SHORT EXERCISE:
Output the lines of the data below from the line containing "Locate every gray curtain" through the line containing "[126,0,535,166]", inclusive, as a numbered list with blank lines omitted.

(Records of labeled boxes)
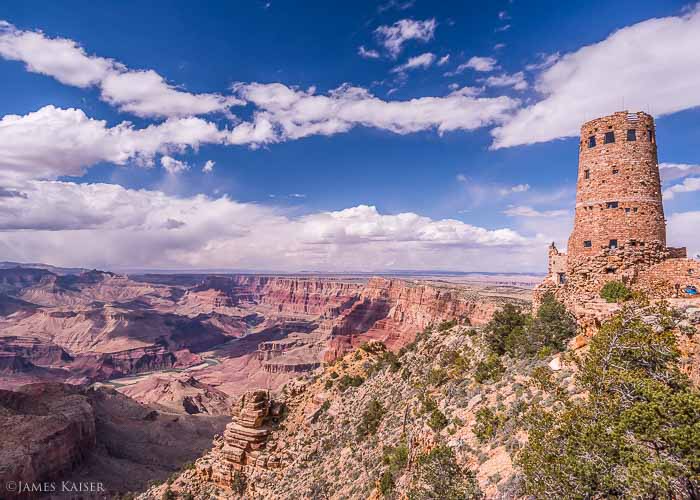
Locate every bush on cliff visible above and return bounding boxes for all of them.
[484,293,576,357]
[600,281,632,303]
[523,293,576,354]
[357,398,386,439]
[484,304,530,356]
[516,305,700,498]
[408,445,483,500]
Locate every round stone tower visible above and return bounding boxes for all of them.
[567,111,666,262]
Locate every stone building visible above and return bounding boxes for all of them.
[535,111,700,308]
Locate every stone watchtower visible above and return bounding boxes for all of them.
[568,112,666,260]
[535,111,700,306]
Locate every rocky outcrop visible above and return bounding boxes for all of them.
[0,384,96,490]
[201,391,282,487]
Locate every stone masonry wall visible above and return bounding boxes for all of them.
[567,112,666,260]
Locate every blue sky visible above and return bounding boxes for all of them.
[0,0,700,271]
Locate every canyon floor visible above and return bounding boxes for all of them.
[0,264,540,493]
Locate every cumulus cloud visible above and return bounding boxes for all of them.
[234,83,519,142]
[664,177,700,200]
[202,160,216,174]
[445,56,498,76]
[0,106,228,184]
[667,211,700,258]
[503,205,569,217]
[492,8,700,148]
[0,21,243,117]
[499,184,530,196]
[0,181,544,270]
[391,52,435,73]
[659,163,700,183]
[484,71,527,90]
[374,18,437,58]
[160,155,190,175]
[357,45,379,59]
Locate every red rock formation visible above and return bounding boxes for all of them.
[0,384,95,484]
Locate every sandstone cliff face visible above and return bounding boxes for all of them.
[0,384,96,490]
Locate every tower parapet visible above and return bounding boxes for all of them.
[535,111,700,306]
[567,111,666,259]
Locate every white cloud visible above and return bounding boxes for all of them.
[663,177,700,200]
[445,56,498,76]
[357,45,379,59]
[503,205,569,217]
[0,181,544,270]
[234,83,519,140]
[458,56,498,71]
[667,211,700,258]
[659,163,700,183]
[0,106,227,184]
[492,8,700,148]
[160,155,190,175]
[499,184,530,196]
[484,71,527,90]
[374,18,437,57]
[391,52,435,73]
[525,52,561,71]
[0,21,242,117]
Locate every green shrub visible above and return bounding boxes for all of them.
[379,470,394,497]
[484,304,530,356]
[516,305,700,498]
[428,408,449,432]
[472,407,505,443]
[408,445,483,500]
[231,471,248,495]
[474,353,505,384]
[357,398,385,439]
[521,293,576,358]
[438,319,457,332]
[600,281,632,302]
[338,373,365,392]
[427,368,449,387]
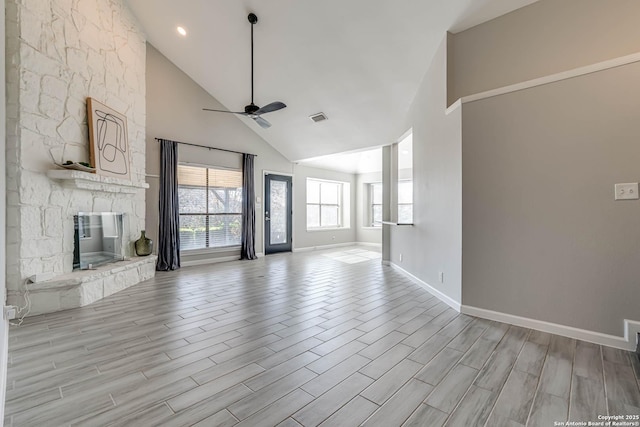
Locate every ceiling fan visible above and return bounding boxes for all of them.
[203,13,286,129]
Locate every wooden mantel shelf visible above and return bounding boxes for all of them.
[47,169,149,194]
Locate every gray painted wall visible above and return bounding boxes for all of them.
[146,44,293,261]
[355,172,382,245]
[293,165,356,249]
[448,0,640,104]
[462,63,640,336]
[390,35,462,301]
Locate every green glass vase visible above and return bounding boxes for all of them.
[135,230,153,256]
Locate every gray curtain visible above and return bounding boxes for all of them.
[240,153,258,259]
[156,139,180,271]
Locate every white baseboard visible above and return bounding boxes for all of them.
[180,255,240,267]
[461,305,640,351]
[293,242,358,252]
[354,242,382,249]
[390,261,460,312]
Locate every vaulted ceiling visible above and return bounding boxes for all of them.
[126,0,535,165]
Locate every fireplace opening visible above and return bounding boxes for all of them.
[73,212,125,270]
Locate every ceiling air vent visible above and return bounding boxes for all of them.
[309,113,329,123]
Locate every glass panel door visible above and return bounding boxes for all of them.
[264,175,292,254]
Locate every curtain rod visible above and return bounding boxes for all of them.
[153,138,258,157]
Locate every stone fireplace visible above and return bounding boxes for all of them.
[6,0,155,314]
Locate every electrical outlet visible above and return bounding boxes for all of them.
[4,305,18,320]
[615,182,638,200]
[29,273,53,283]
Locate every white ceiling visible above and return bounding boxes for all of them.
[299,132,413,174]
[126,0,535,166]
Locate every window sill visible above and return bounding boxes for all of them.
[180,245,240,256]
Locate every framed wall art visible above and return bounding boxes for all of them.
[87,98,131,181]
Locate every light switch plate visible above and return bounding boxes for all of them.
[616,182,638,200]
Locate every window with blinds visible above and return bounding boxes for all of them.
[307,178,349,230]
[178,165,242,250]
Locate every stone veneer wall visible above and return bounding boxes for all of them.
[6,0,145,304]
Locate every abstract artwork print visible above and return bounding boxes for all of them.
[87,98,131,180]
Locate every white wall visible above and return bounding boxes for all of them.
[293,165,356,249]
[390,35,462,302]
[355,172,382,244]
[0,1,9,426]
[146,44,293,262]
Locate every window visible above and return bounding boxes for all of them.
[178,165,242,250]
[397,132,413,224]
[365,182,382,227]
[307,178,349,229]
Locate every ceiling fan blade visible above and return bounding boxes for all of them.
[203,108,247,116]
[252,116,271,129]
[254,101,286,115]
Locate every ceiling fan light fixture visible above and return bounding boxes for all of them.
[309,112,329,123]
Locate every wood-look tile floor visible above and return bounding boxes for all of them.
[5,247,640,427]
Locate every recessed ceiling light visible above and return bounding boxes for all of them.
[309,112,329,123]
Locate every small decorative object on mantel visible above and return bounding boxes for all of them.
[56,160,96,173]
[135,230,153,256]
[87,98,131,180]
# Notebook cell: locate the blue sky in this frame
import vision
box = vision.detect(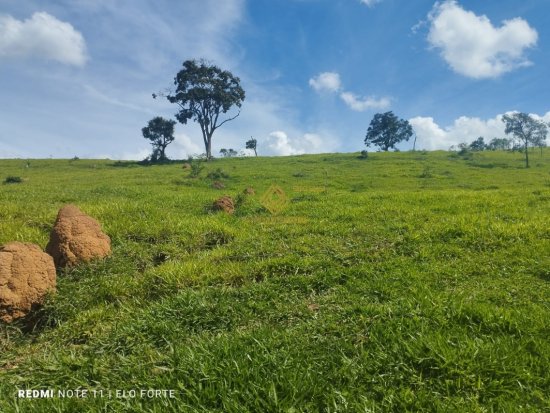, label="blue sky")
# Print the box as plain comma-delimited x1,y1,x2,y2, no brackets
0,0,550,159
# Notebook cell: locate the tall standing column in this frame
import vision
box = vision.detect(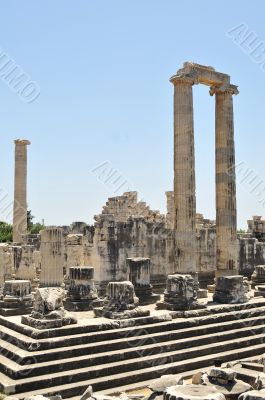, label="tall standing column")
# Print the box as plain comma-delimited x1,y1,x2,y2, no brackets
170,75,196,275
13,139,30,243
210,85,238,277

SOLUTION TO THIS EXERCISE:
1. Locate every gray curtain visible above and return bounding boxes for all of them.
2. [240,153,258,259]
3. [156,139,180,271]
4. Locate every white baseboard visible above and return bounding boxes for all of them.
5. [180,255,240,267]
6. [461,305,640,351]
7. [293,242,358,252]
8. [354,242,382,249]
9. [390,261,460,312]
10. Locate every vaulted ceiling visible above and return bounding boxes for all of them.
11. [126,0,535,165]
12. Locate every fireplace opening visible above and return bounding boxes for all of them.
13. [73,212,125,270]
14. Locate every ceiling air vent visible above and return bounding boxes for all of them.
15. [309,113,329,123]
16. Locate every glass panel door visible above and return bounding boxes for all of them.
17. [264,175,292,254]
18. Locate every curtain rod visible above and return bounding boxes for all of them.
19. [153,138,258,157]
20. Locate every stone fireplace visible above and return bounding boxes for all of them.
21. [6,0,155,314]
22. Locate every electrical outlet visible above and return bounding boxes for all of them.
23. [4,305,18,320]
24. [615,182,638,200]
25. [29,273,53,283]
26. Locate every white ceiling visible above and return bounding boxes for all of them.
27. [299,132,413,174]
28. [126,0,535,166]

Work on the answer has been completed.